= The problem =
Repeat all of the data word for word so that only the pictures are missing from the copy.

**** Available data

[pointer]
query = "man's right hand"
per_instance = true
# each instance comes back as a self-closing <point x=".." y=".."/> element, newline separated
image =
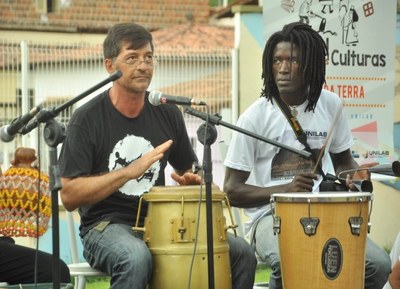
<point x="302" y="182"/>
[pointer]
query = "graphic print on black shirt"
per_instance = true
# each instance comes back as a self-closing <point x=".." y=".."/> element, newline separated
<point x="125" y="152"/>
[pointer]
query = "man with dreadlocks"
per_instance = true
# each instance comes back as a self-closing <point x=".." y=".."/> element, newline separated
<point x="293" y="72"/>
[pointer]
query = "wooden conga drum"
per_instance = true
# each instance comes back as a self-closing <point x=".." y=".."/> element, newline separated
<point x="322" y="239"/>
<point x="176" y="234"/>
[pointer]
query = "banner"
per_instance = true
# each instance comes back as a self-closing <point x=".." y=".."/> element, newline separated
<point x="361" y="40"/>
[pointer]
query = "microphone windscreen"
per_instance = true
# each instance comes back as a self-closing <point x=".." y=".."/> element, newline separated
<point x="154" y="97"/>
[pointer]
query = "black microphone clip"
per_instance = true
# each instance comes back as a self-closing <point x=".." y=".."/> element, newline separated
<point x="8" y="132"/>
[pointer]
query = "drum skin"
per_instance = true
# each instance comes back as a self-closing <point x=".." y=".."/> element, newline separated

********

= Task output =
[pointer]
query = "man's right hand"
per_instance = true
# each instance comes back as a self-closing <point x=".." y=".."/> element, newline separated
image =
<point x="302" y="182"/>
[pointer]
query = "graphic print on black shirt"
per_instance = true
# each instance comes back as a self-closing <point x=".." y=".."/> element, newline separated
<point x="125" y="152"/>
[pointer]
query = "man with dreadlocks"
per_instance = true
# each instance comes back as a self-closing <point x=".." y=".."/> element, newline separated
<point x="293" y="72"/>
[pointer]
query = "wooden conga drum"
per_instance = true
# each instance comes back as a self-closing <point x=".." y=".."/> element, newline separated
<point x="322" y="239"/>
<point x="176" y="234"/>
[pointer]
query = "banner"
per_instance = true
# each instance comes back as a self-closing <point x=".." y=".."/> element, newline separated
<point x="361" y="40"/>
[pointer]
query = "microphone windscreen"
per_instance = true
# each instance comes back as a self-closing <point x=".." y=".."/> element, newline separated
<point x="154" y="97"/>
[pointer]
query = "black microphone clip"
per_instance = true
# each instance comes back as a self-closing <point x=".." y=".."/> element, newline separated
<point x="8" y="132"/>
[pointer]
query = "drum skin"
per_instance = true
# each instance comes back as a self-closing <point x=".." y=".."/> element, newline separated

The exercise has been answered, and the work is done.